PASSAGE FOR REVIEW:
--
21st President of Paraguay
- In office 15 August 1920 – 31 October 1921
- Vice President: Félix Paiva
- Preceded by: José Pedro Montero
- Succeeded by: Félix Paiva
- In office 25 November 1910 – 11 January 1911
- Vice President: Juan Bautista Gaona
- Preceded by: Emiliano González Navero
- Succeeded by: Albino Jara

Minister of Foreign Affairs of Paraguay
- In office 1 January 1913 – 23 January 1918
- Preceded by: Eusebio Ayala
- Succeeded by: Eusebio Ayala

Minister of War and Navy of Paraguay
- In office 23 March 1912 – 1 January 1913
- Preceded by: Emiliano González Navero
- Succeeded by: General Patricio Alejandrino Escobar

Minister of the Interior of Paraguay
- In office 4 July 1908 – 1 January 1909
- Preceded by: Manuel Benitez
- Succeeded by: Manuel Franco

Personal details
- Born: Manuel Gondra Pereira 1 January 1871 Buenos Aires, Argentina
- Died: 8 March 1927 (aged 56) Asunción, Paraguay
- Party: Liberal Party
- Spouse: Emilia Victoria Alfaro
- Children: 4
- Profession: Author, Journalist, Politician Other offices 1905-1908: Plenipotentiary ambassador to Brazil ; Paraguayan ambassador to the United States ;

= Manuel Gondra =

President of Paraguay (1871–1927)

Manuel Gondra Pereira (1 January 1871 – 8 March 1927) was the 21st President of Paraguay who served from 25 November 1910 to 11 January 1911 and again from 15 August 1920 to 31 October 1921. Born in Buenos Aires, he was also an author, a journalist and a member of the Liberal Party. His first presidency was ended by the rise of Albino Jara, and his second presidency by the Paraguayan Civil War of 1922, in which he led the Gondrist faction to victory.

Manuel Gondra died on 8 March 1927 in Asunción.
--
(Recorded data)
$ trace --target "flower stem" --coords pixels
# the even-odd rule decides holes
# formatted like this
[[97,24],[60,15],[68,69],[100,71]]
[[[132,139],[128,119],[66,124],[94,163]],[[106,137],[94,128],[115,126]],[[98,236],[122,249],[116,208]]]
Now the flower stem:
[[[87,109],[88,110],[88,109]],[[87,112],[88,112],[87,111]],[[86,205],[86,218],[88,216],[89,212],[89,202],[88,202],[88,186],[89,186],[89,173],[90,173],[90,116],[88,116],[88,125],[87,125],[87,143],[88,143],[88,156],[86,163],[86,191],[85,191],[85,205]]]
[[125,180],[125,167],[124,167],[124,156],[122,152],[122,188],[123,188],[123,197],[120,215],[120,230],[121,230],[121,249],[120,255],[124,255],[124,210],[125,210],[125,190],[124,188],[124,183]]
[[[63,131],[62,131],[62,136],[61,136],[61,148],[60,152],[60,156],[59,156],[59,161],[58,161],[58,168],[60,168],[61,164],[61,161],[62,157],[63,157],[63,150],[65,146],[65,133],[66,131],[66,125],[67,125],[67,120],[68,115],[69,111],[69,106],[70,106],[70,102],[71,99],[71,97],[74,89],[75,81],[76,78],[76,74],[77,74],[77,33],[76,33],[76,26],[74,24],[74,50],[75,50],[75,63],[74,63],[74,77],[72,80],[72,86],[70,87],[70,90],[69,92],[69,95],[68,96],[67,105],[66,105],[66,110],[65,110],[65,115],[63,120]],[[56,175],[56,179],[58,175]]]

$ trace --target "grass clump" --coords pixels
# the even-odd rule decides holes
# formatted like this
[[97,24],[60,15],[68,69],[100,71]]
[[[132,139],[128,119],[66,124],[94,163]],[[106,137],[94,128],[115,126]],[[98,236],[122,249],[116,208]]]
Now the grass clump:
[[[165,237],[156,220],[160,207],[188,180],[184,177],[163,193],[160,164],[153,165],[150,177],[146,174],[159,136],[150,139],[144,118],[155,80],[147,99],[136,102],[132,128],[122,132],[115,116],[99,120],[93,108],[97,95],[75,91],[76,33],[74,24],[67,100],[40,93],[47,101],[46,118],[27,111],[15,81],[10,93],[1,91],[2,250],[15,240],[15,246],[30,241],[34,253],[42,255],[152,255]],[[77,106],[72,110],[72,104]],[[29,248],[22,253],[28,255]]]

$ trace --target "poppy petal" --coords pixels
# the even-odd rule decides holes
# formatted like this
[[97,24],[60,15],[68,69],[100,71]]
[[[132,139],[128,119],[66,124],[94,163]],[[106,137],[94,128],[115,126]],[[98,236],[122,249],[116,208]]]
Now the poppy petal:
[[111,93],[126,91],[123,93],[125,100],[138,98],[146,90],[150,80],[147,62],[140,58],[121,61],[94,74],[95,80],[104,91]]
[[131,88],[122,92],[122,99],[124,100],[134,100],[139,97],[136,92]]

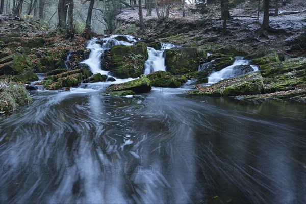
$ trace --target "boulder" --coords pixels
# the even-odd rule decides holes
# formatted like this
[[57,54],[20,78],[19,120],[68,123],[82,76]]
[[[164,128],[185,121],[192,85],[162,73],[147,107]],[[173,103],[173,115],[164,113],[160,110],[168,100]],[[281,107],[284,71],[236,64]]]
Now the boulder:
[[186,82],[187,79],[185,75],[173,75],[170,72],[159,71],[146,76],[151,80],[152,86],[158,87],[180,87],[182,84]]
[[106,88],[108,92],[131,90],[136,93],[145,93],[151,90],[151,81],[145,76],[121,84],[112,84]]
[[220,81],[211,86],[197,86],[188,94],[207,96],[237,96],[262,92],[264,84],[259,71]]
[[176,48],[166,49],[165,53],[166,69],[171,74],[184,74],[197,71],[199,54],[196,48]]
[[33,65],[27,56],[15,53],[0,60],[0,75],[16,75],[32,71]]
[[306,68],[306,58],[292,58],[283,62],[267,63],[259,66],[263,76],[273,77],[293,70]]
[[110,70],[112,75],[120,78],[139,77],[143,73],[148,56],[144,42],[132,46],[115,46],[105,53],[103,68]]
[[46,76],[40,84],[47,90],[60,89],[65,87],[75,87],[91,75],[91,71],[84,66],[80,69]]
[[29,83],[38,80],[38,76],[31,71],[28,71],[21,74],[14,75],[13,80],[15,81]]
[[254,71],[251,65],[240,65],[234,67],[233,68],[233,75],[234,76],[243,75]]
[[107,76],[106,75],[102,75],[100,73],[98,73],[89,78],[89,82],[93,83],[98,82],[106,82],[107,79]]

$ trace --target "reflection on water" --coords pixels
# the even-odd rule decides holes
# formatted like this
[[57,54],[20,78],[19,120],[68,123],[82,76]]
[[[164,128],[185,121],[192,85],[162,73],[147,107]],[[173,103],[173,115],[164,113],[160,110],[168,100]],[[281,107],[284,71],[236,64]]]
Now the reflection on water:
[[0,116],[1,203],[306,201],[304,104],[79,90]]

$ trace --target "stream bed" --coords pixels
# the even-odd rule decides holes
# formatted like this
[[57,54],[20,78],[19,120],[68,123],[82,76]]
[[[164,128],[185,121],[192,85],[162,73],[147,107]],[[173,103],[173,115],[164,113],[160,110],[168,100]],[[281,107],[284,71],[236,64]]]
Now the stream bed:
[[185,91],[33,92],[0,115],[0,202],[306,202],[304,104]]

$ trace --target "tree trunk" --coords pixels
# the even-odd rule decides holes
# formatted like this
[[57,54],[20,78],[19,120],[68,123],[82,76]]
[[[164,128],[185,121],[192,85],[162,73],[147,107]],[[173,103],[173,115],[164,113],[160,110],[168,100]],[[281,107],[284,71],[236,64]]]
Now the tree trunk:
[[158,9],[158,6],[157,6],[156,1],[154,1],[154,6],[155,7],[155,10],[156,11],[156,15],[157,16],[157,18],[160,18],[161,17],[161,15],[159,13],[159,10]]
[[130,4],[131,4],[131,8],[132,10],[135,10],[134,8],[134,2],[133,0],[130,0]]
[[264,19],[261,28],[264,30],[268,30],[269,26],[269,11],[270,0],[264,0]]
[[3,13],[3,10],[4,9],[4,0],[0,1],[0,14]]
[[258,0],[258,10],[257,11],[257,20],[259,20],[259,8],[260,6],[260,0]]
[[149,16],[152,16],[152,0],[149,1]]
[[39,18],[44,19],[43,10],[44,8],[44,0],[39,0]]
[[183,2],[182,4],[182,10],[183,10],[183,18],[184,18],[185,17],[185,0],[183,0]]
[[59,24],[58,27],[63,29],[66,29],[67,3],[67,0],[59,0],[58,6]]
[[90,0],[89,7],[88,7],[88,12],[87,12],[87,18],[86,18],[86,24],[85,25],[85,29],[87,29],[89,32],[91,30],[91,16],[92,14],[92,8],[94,4],[94,0]]
[[224,18],[223,18],[223,35],[226,35],[227,33],[227,30],[226,29],[226,23],[227,21],[227,12],[228,10],[224,11]]
[[68,0],[68,2],[67,31],[71,32],[72,31],[72,24],[73,23],[73,7],[74,6],[74,3],[73,2],[73,0]]
[[275,0],[275,13],[274,16],[278,16],[278,0]]
[[144,30],[144,24],[143,23],[143,16],[142,15],[142,8],[141,7],[141,0],[138,0],[138,15],[139,15],[139,21],[140,22],[140,30]]

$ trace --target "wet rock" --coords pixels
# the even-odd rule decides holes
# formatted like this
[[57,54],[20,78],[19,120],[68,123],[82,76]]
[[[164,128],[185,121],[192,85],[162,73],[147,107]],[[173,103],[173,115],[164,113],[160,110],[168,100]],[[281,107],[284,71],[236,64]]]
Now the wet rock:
--
EXERCISE BRIEF:
Decide whether each statement agrees with the text on Manuel Gondra, giving yes or no and quoting its deciding words: (a) Gondra was born in Buenos Aires. (b) Eusebio Ayala held the post of Minister of Foreign Affairs both before and after Gondra. (c) Gondra had five children. None of the recorded data matters here.

RESPONSE AREA:
(a) Yes: "Born in Buenos Aires"
(b) Yes: "Preceded by: Eusebio Ayala" and "Succeeded by: Eusebio Ayala"
(c) No: "Children: 4"